+++ Data

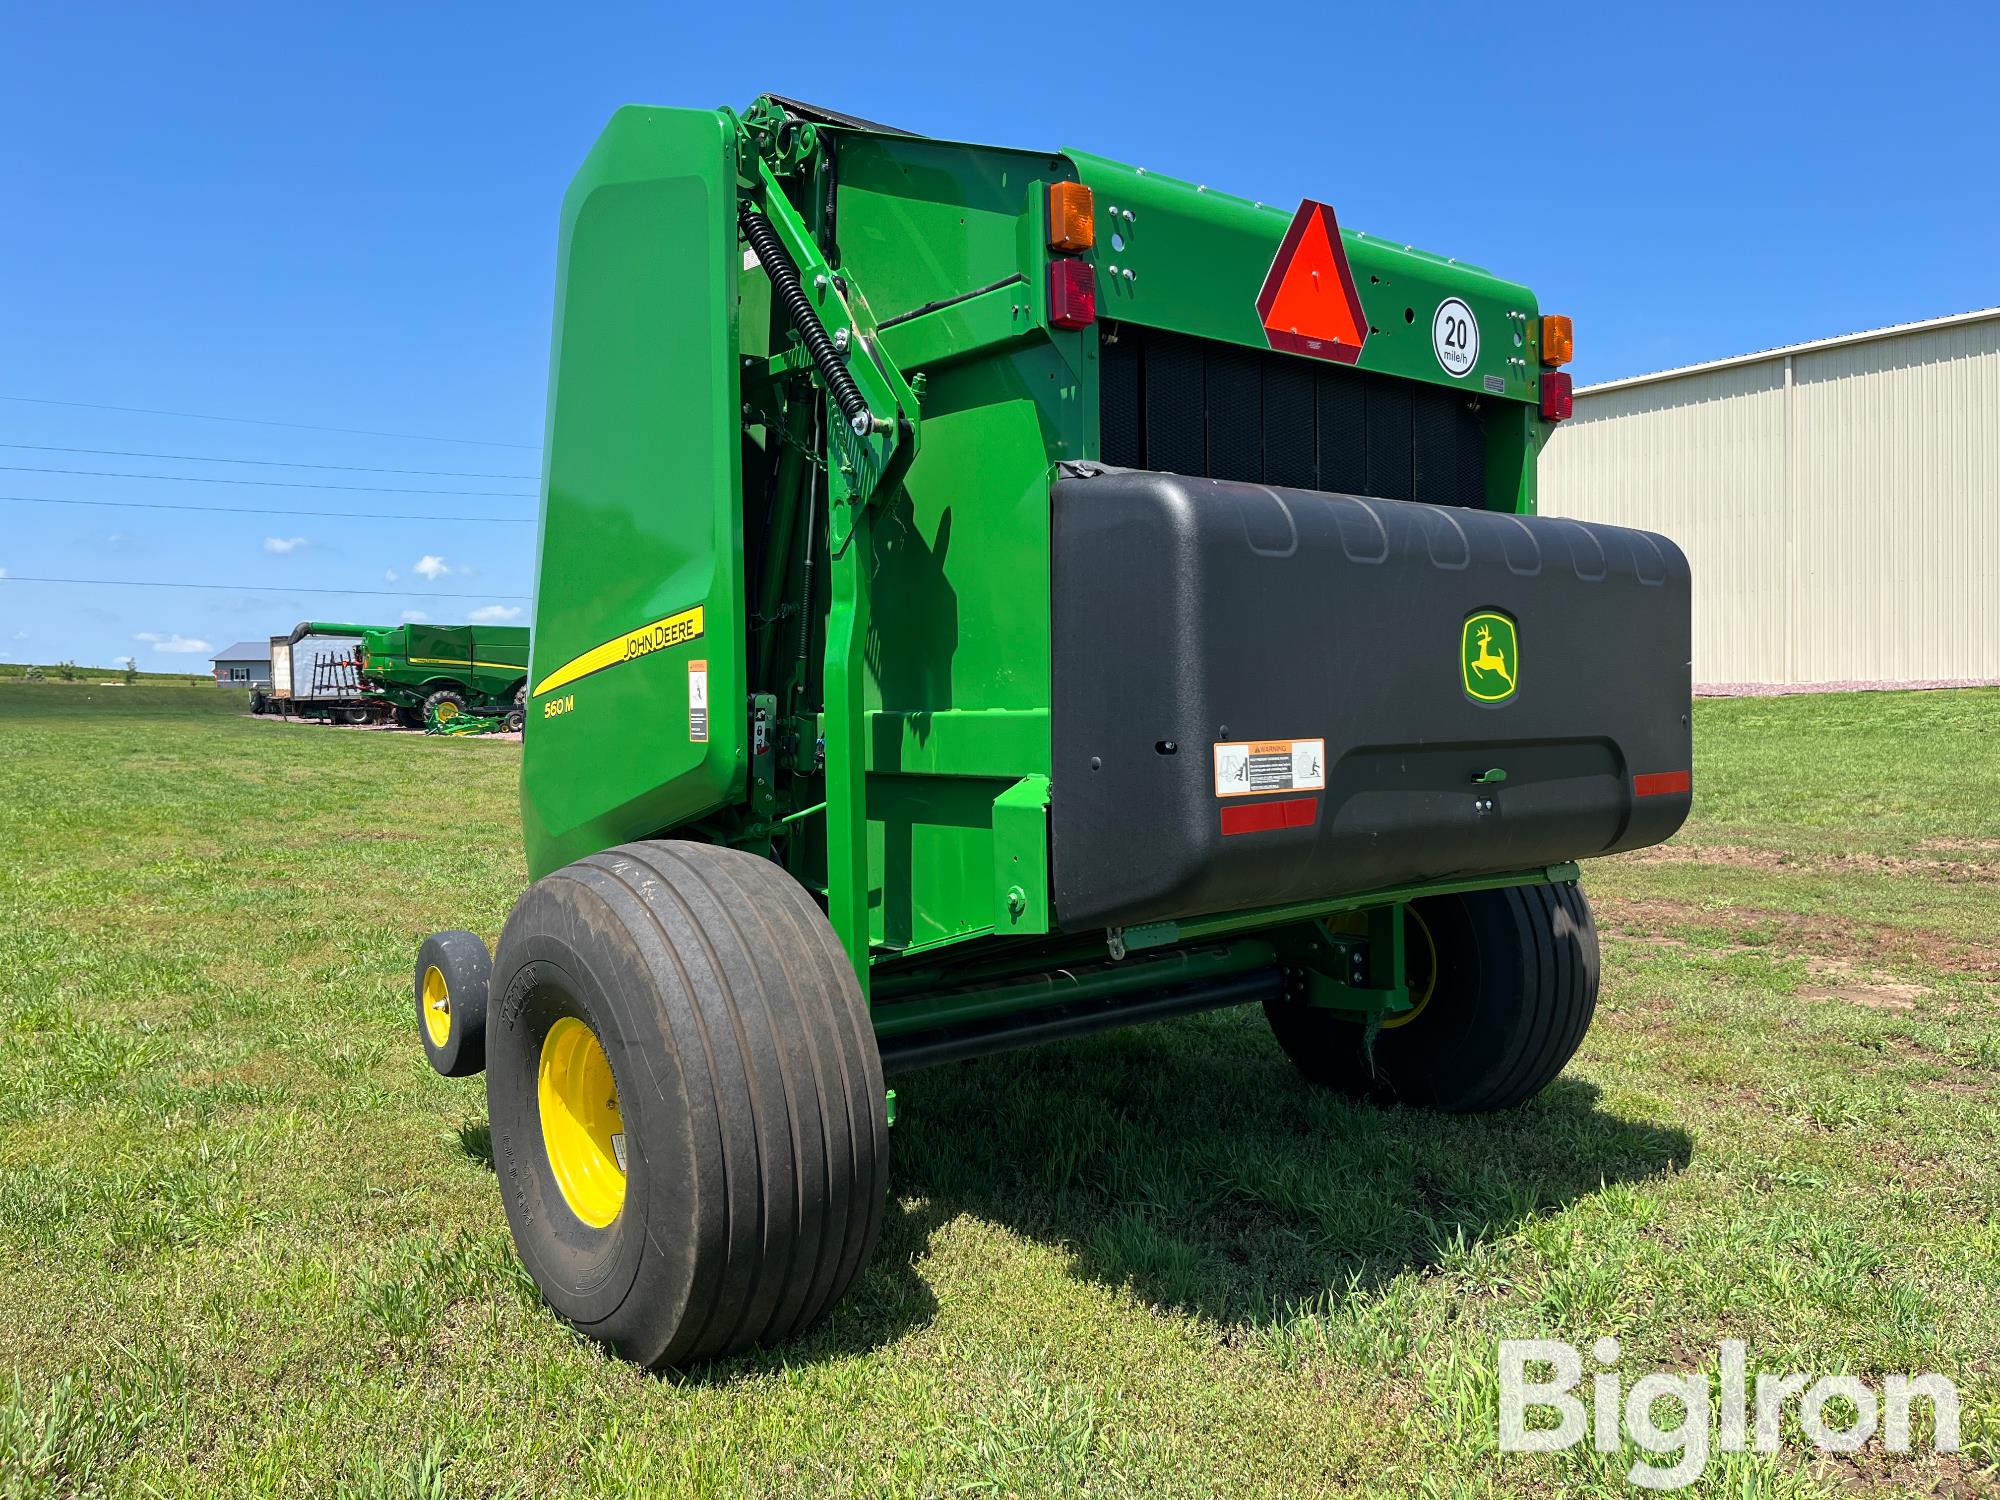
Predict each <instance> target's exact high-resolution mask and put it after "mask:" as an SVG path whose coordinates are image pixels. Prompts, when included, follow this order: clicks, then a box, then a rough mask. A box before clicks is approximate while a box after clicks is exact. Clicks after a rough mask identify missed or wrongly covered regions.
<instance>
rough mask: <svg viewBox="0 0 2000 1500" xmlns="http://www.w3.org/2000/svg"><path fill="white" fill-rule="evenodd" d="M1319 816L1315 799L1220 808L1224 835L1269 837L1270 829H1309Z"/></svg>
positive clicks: (1243, 804) (1248, 804)
mask: <svg viewBox="0 0 2000 1500" xmlns="http://www.w3.org/2000/svg"><path fill="white" fill-rule="evenodd" d="M1318 816H1320V802H1318V798H1310V796H1292V798H1286V800H1284V802H1250V804H1244V802H1232V804H1230V806H1226V808H1222V832H1224V834H1268V832H1270V830H1272V828H1312V824H1314V820H1316V818H1318Z"/></svg>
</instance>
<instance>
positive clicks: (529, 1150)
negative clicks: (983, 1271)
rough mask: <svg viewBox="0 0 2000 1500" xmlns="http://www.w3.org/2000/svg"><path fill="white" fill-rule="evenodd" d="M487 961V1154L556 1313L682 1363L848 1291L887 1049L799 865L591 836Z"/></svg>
mask: <svg viewBox="0 0 2000 1500" xmlns="http://www.w3.org/2000/svg"><path fill="white" fill-rule="evenodd" d="M494 980H496V984H494V1030H492V1036H490V1048H488V1070H486V1112H488V1118H490V1124H492V1142H494V1168H496V1174H498V1180H500V1192H502V1200H504V1204H506V1216H508V1226H510V1228H512V1230H514V1244H516V1248H518V1250H520V1258H522V1262H524V1264H526V1268H528V1274H530V1276H534V1282H536V1286H538V1288H540V1290H542V1296H544V1298H546V1300H548V1304H550V1306H552V1308H554V1310H556V1312H558V1314H562V1316H564V1318H566V1320H568V1322H572V1324H574V1326H576V1328H578V1330H582V1332H584V1334H588V1336H592V1338H596V1340H600V1342H604V1344H608V1346H610V1348H614V1350H616V1352H618V1354H622V1356H624V1358H628V1360H636V1362H638V1364H646V1366H686V1364H694V1362H698V1360H708V1358H714V1356H718V1354H732V1352H736V1350H744V1348H750V1346H752V1344H772V1342H778V1340H784V1338H790V1336H794V1334H798V1332H802V1330H806V1328H808V1326H812V1324H814V1322H816V1320H818V1318H820V1316H822V1314H824V1312H826V1310H828V1308H832V1304H834V1302H838V1300H840V1298H842V1296H844V1294H846V1292H848V1288H850V1286H852V1284H854V1282H856V1278H858V1276H860V1272H862V1268H864V1266H866V1264H868V1258H870V1256H872V1254H874V1244H876V1236H878V1232H880V1228H882V1206H884V1194H886V1186H888V1120H886V1110H884V1088H882V1060H880V1056H878V1052H876V1042H874V1028H872V1026H870V1022H868V1010H866V1006H864V1004H862V994H860V986H858V984H856V980H854V970H852V966H850V964H848V958H846V954H844V952H842V950H840V944H838V942H836V938H834V930H832V926H830V924H828V920H826V916H824V912H820V908H818V906H816V904H814V902H812V900H810V898H808V896H806V890H804V888H802V886H800V884H798V882H796V880H792V876H788V874H786V872H784V870H782V868H780V866H776V864H772V862H770V860H762V858H758V856H754V854H744V852H740V850H728V848H714V846H708V844H684V842H664V840H662V842H644V844H624V846H622V848H614V850H606V852H604V854H592V856H590V858H586V860H578V862H576V864H570V866H566V868H562V870H556V872H554V874H550V876H546V878H542V880H538V882H536V884H534V886H530V888H528V892H526V894H524V896H522V898H520V902H518V904H516V906H514V914H512V916H510V918H508V924H506V932H504V934H502V936H500V960H498V964H496V974H494Z"/></svg>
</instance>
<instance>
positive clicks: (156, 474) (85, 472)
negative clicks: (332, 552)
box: [0, 464, 536, 500]
mask: <svg viewBox="0 0 2000 1500" xmlns="http://www.w3.org/2000/svg"><path fill="white" fill-rule="evenodd" d="M0 472H6V474H74V476H78V478H86V480H166V482H168V484H256V486H262V488H266V490H348V492H352V494H462V496H468V498H480V496H488V498H498V500H534V498H536V496H532V494H524V492H520V490H396V488H390V486H384V484H314V482H310V480H226V478H212V476H208V474H120V472H118V470H114V468H34V466H32V464H0Z"/></svg>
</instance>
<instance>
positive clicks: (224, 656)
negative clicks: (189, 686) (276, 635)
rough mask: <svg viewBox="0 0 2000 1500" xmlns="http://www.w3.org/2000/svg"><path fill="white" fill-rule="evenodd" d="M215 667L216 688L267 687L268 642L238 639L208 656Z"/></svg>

++++++

Problem to solve: Rewrite the listing above with "positive clicks" changed to "include clicks" everywhere and everything else left as is. Omit the pictures.

Exercise result:
Predict each <instance> target's exact high-resolution mask and put it after "mask:" as an SVG path whose coordinates are image pixels. Prompts, when included, follow this order: clicks, then a box, then a rough mask. A box before clicks is approximate while a box after clicks is exact. Clicks after a rough mask identify missed or wrongly covered regions.
<instance>
rough mask: <svg viewBox="0 0 2000 1500" xmlns="http://www.w3.org/2000/svg"><path fill="white" fill-rule="evenodd" d="M1319 816L1315 799L1220 808L1224 835L1269 837L1270 829H1309Z"/></svg>
include clicks: (1243, 804) (1248, 804)
mask: <svg viewBox="0 0 2000 1500" xmlns="http://www.w3.org/2000/svg"><path fill="white" fill-rule="evenodd" d="M1318 816H1320V802H1318V798H1310V796H1292V798H1286V800H1284V802H1250V804H1244V802H1232V804H1230V806H1226V808H1222V832H1224V834H1268V832H1270V830H1272V828H1312V824H1314V820H1316V818H1318Z"/></svg>
</instance>
<instance>
include clicks: (529, 1150)
negative clicks: (983, 1271)
rough mask: <svg viewBox="0 0 2000 1500" xmlns="http://www.w3.org/2000/svg"><path fill="white" fill-rule="evenodd" d="M487 961V1154L556 1313L682 1363L848 1291L887 1049L799 865L591 836Z"/></svg>
mask: <svg viewBox="0 0 2000 1500" xmlns="http://www.w3.org/2000/svg"><path fill="white" fill-rule="evenodd" d="M494 980H496V984H494V1030H492V1036H490V1048H488V1070H486V1112H488V1118H490V1124H492V1142H494V1168H496V1174H498V1180H500V1192H502V1200H504V1204H506V1216H508V1226H510V1228H512V1230H514V1244H516V1248H518V1250H520V1258H522V1262H524V1264H526V1268H528V1274H530V1276H534V1282H536V1286H538V1288H540V1290H542V1296H544V1298H546V1300H548V1304H550V1306H552V1308H554V1310H556V1312H558V1314H562V1316H564V1318H566V1320H568V1322H572V1324H574V1326H576V1328H578V1330H582V1332H584V1334H588V1336H592V1338H596V1340H600V1342H604V1344H608V1346H610V1348H614V1350H616V1352H618V1354H622V1356H624V1358H628V1360H636V1362H638V1364H646V1366H686V1364H694V1362H698V1360H708V1358H714V1356H718V1354H732V1352H736V1350H744V1348H750V1346H752V1344H772V1342H778V1340H784V1338H790V1336H794V1334H798V1332H802V1330H806V1328H808V1326H812V1324H814V1322H816V1320H818V1318H820V1316H822V1314H824V1312H826V1310H828V1308H832V1304H834V1302H838V1300H840V1298H842V1296H844V1294H846V1292H848V1288H850V1286H852V1284H854V1282H856V1278H858V1276H860V1272H862V1268H864V1266H866V1264H868V1258H870V1256H872V1254H874V1244H876V1236H878V1232H880V1228H882V1206H884V1194H886V1186H888V1120H886V1110H884V1088H882V1060H880V1056H878V1052H876V1042H874V1028H872V1026H870V1022H868V1010H866V1006H864V1004H862V994H860V986H858V984H856V980H854V970H852V966H850V964H848V958H846V954H844V952H842V950H840V944H838V942H836V938H834V930H832V926H830V924H828V920H826V916H824V912H820V908H818V906H816V904H814V902H812V900H810V898H808V896H806V890H804V888H802V886H800V884H798V882H796V880H792V876H788V874H786V872H784V870H782V868H780V866H776V864H772V862H770V860H762V858H758V856H754V854H744V852H740V850H728V848H714V846H708V844H684V842H664V840H662V842H644V844H624V846H622V848H614V850H606V852H604V854H592V856H590V858H586V860H578V862H576V864H570V866H566V868H562V870H556V872H554V874H550V876H546V878H542V880H538V882H536V884H534V886H530V888H528V892H526V894H524V896H522V898H520V902H518V904H516V906H514V914H512V916H510V918H508V924H506V932H504V934H502V936H500V960H498V964H496V974H494Z"/></svg>
</instance>
<instance>
include clicks: (156, 474) (85, 472)
negative clicks: (332, 552)
box: [0, 464, 536, 500]
mask: <svg viewBox="0 0 2000 1500" xmlns="http://www.w3.org/2000/svg"><path fill="white" fill-rule="evenodd" d="M0 472H6V474H74V476H78V478H86V480H166V482H168V484H256V486H262V488H266V490H348V492H352V494H462V496H468V498H480V496H488V498H498V500H534V498H536V496H532V494H524V492H520V490H396V488H390V486H384V484H314V482H310V480H226V478H212V476H208V474H120V472H118V470H114V468H34V466H32V464H0Z"/></svg>
</instance>
<instance>
include clicks: (224, 656)
negative clicks: (189, 686) (276, 635)
rough mask: <svg viewBox="0 0 2000 1500" xmlns="http://www.w3.org/2000/svg"><path fill="white" fill-rule="evenodd" d="M215 667L216 688L267 687L268 642L238 639L208 656Z"/></svg>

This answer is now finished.